━━━ THE RECORDS
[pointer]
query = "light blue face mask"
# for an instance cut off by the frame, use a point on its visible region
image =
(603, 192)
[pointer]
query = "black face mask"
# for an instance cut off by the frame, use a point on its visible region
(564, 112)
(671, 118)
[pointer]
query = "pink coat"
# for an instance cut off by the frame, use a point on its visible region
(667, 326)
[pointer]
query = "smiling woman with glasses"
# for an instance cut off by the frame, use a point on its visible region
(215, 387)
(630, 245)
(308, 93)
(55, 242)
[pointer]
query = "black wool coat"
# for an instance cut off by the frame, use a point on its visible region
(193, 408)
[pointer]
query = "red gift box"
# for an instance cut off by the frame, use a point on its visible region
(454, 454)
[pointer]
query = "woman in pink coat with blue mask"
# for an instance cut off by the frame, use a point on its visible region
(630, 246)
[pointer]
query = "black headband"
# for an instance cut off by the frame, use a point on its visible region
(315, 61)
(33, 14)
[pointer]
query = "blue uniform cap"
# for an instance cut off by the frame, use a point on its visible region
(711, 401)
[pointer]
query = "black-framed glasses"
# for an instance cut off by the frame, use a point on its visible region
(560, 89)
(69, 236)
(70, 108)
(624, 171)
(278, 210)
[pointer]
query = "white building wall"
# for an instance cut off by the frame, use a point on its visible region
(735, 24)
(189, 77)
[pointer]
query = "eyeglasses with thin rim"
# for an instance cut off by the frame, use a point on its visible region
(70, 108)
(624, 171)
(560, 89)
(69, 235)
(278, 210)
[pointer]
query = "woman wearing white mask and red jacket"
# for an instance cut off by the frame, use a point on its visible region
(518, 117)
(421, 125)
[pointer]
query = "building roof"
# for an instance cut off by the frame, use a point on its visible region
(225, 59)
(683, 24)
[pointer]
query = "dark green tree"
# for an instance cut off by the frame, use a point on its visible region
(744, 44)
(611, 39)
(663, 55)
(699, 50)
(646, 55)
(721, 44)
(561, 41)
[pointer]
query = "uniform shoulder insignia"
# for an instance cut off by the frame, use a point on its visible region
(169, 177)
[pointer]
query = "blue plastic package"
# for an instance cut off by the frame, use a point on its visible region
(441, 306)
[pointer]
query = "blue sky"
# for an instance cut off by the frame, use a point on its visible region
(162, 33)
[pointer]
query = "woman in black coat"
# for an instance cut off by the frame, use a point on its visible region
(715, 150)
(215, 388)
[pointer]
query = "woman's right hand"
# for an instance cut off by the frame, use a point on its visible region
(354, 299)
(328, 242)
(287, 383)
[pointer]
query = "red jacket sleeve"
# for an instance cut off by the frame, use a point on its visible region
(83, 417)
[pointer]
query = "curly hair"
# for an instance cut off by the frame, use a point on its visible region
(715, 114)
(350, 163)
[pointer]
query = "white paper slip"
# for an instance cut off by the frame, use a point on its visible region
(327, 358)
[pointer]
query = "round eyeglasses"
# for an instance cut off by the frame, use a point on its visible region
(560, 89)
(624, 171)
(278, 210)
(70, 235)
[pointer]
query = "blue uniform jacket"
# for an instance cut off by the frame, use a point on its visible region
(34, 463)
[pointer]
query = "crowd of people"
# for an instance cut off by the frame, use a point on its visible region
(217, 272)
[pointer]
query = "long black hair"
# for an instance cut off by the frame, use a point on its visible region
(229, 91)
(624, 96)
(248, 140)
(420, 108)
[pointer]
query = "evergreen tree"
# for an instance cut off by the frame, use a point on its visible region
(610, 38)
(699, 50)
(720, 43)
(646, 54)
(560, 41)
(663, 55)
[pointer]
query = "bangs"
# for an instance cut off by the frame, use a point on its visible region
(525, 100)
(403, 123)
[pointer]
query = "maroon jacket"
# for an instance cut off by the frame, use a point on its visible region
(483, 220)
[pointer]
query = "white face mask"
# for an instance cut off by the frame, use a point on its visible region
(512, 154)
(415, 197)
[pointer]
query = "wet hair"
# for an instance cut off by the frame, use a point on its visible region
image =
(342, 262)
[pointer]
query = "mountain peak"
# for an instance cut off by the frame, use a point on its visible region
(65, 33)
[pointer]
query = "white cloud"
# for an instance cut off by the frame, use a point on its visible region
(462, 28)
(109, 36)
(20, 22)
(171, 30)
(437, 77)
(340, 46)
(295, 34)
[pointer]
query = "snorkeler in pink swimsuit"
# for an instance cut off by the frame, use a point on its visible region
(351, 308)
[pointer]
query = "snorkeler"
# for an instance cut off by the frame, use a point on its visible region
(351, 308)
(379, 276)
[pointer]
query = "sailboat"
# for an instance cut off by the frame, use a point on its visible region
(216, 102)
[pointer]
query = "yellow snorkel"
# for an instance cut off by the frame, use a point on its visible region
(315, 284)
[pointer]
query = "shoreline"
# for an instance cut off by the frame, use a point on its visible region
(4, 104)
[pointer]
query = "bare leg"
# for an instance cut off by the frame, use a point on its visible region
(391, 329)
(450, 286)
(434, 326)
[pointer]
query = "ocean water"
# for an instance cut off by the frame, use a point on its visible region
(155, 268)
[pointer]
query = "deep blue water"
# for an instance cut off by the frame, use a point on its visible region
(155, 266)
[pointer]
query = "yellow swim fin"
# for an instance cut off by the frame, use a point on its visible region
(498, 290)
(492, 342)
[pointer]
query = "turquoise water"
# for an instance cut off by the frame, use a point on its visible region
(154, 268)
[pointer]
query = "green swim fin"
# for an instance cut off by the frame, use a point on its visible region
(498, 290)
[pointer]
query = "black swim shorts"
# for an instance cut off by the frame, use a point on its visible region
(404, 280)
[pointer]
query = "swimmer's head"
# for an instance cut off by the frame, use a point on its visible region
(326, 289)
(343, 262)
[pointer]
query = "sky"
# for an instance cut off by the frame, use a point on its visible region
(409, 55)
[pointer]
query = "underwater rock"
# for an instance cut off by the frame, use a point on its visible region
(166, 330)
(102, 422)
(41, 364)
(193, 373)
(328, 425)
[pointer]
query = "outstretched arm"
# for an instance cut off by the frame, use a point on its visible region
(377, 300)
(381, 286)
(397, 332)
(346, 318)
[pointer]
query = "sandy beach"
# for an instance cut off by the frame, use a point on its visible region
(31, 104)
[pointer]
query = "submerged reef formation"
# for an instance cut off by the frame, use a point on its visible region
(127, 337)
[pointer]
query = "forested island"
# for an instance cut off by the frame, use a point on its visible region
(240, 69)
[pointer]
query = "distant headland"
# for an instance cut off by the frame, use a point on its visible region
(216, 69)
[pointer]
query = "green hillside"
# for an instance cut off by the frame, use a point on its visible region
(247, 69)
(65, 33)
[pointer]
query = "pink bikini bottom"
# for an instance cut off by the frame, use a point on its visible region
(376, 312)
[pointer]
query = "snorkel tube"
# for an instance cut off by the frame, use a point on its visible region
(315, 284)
━━━━━━
━━━ THE RECORDS
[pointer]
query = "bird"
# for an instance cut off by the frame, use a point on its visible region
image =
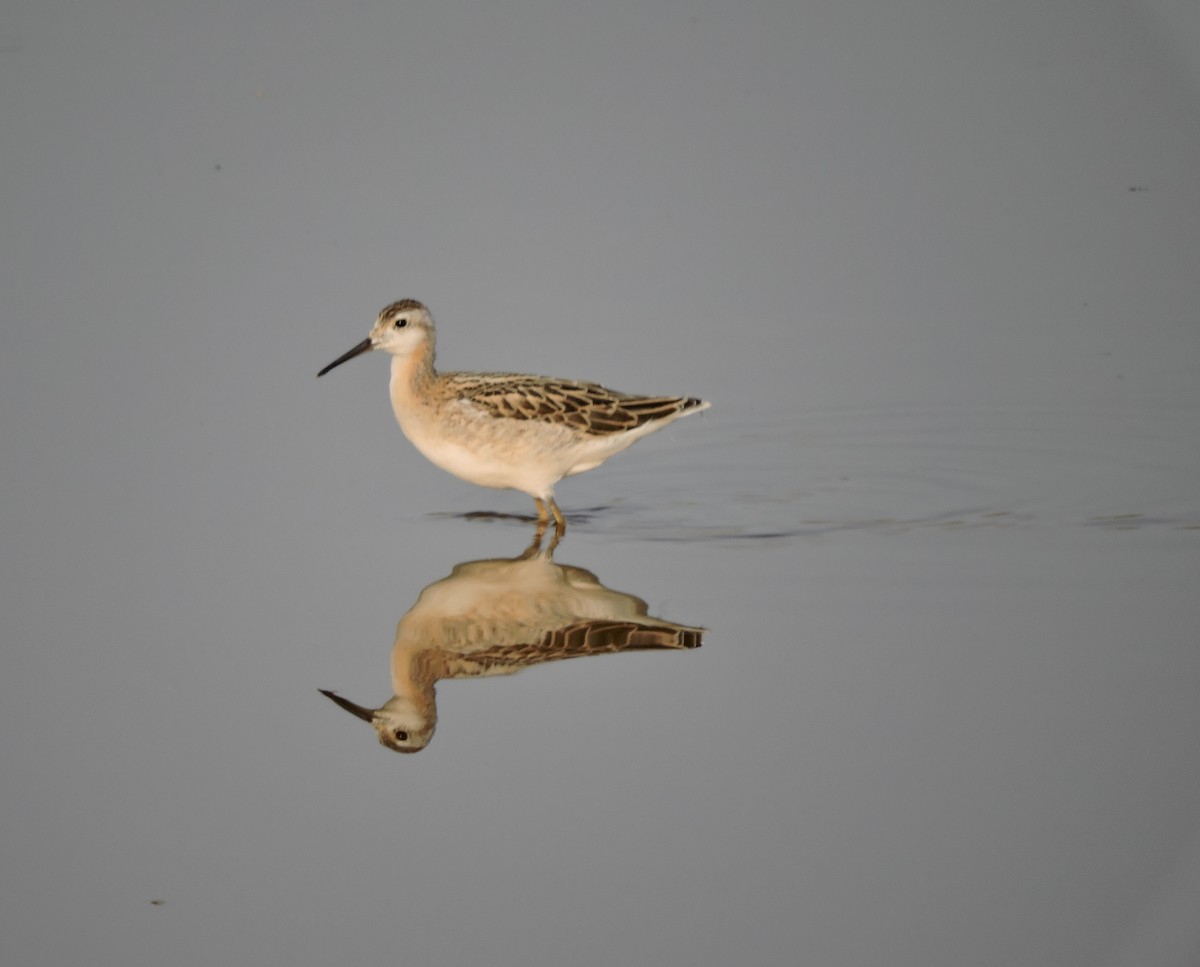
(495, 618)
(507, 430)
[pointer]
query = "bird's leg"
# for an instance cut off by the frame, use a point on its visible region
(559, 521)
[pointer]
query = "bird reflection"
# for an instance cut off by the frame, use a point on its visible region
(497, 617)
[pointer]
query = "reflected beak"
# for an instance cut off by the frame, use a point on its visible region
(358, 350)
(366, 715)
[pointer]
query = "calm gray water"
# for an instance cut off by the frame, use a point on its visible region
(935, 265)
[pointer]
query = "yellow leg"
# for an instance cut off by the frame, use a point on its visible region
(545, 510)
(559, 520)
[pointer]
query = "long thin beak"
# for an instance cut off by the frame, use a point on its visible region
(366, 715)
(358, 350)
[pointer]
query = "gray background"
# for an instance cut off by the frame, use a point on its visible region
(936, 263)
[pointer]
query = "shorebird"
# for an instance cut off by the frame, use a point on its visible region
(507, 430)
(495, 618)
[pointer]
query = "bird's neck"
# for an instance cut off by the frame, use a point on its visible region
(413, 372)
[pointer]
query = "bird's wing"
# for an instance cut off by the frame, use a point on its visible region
━━━━━━
━━━ THE RECORDS
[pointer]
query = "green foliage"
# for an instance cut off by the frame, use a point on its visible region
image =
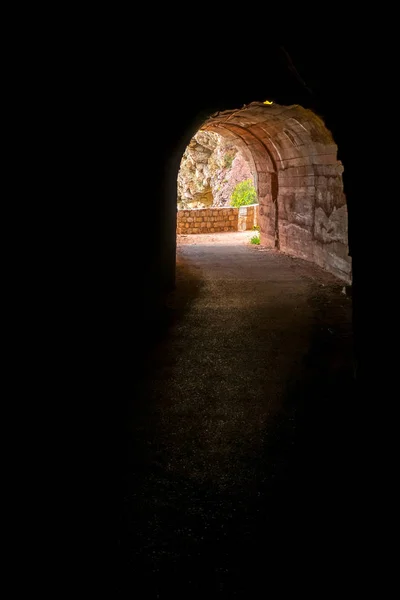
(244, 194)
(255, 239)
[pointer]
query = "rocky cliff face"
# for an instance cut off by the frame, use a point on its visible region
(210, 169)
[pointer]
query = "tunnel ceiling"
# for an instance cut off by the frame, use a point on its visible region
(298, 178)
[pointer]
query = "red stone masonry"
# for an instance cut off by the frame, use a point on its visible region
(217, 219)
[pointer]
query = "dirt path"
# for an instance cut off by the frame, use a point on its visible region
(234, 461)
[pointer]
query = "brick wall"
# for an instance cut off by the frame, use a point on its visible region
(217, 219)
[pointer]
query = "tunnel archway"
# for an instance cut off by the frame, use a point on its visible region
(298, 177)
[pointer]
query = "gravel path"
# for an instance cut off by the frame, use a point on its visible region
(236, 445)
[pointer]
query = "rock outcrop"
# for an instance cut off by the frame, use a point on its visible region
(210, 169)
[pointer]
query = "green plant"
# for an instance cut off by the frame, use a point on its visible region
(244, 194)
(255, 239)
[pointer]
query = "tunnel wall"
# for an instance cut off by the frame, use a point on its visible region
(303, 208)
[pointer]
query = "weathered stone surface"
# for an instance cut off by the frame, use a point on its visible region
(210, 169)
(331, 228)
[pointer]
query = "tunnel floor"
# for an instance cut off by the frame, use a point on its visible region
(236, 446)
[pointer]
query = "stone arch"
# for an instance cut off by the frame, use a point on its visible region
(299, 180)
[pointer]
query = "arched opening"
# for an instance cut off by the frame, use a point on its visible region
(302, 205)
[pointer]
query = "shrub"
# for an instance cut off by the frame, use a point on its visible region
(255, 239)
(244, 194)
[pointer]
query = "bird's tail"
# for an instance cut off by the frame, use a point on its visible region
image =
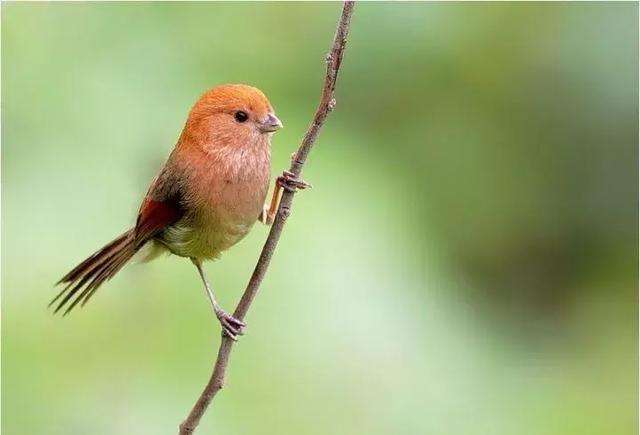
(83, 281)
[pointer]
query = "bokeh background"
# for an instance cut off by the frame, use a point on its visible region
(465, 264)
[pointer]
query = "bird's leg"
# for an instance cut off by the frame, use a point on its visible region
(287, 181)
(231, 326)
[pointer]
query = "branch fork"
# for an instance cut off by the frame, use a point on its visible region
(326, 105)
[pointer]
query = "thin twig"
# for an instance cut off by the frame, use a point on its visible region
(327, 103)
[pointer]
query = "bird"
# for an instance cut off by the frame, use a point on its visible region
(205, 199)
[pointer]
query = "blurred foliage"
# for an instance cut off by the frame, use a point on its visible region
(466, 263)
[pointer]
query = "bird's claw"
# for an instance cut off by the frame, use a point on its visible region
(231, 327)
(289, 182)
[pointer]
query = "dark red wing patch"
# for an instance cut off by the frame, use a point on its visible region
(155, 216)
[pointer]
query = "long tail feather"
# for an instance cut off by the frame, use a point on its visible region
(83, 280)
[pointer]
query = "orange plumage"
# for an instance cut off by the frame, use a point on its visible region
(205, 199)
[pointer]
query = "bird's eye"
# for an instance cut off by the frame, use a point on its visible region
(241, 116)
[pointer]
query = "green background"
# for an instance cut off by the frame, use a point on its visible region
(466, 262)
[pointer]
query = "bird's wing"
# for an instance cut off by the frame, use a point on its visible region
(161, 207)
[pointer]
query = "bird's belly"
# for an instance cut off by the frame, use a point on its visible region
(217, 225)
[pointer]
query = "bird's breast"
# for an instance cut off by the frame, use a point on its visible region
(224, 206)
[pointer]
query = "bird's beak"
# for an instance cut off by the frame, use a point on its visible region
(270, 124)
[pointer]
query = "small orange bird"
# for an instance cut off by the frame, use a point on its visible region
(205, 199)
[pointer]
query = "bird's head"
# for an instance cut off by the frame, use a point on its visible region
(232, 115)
━━━━━━
Identify each line in the material above that contains the string "uniform", and copy every such line. Uppercase and lowercase letters count as different.

query = "blue uniform cap"
query = "uniform shoulder insignia"
query = "blue uniform jacket"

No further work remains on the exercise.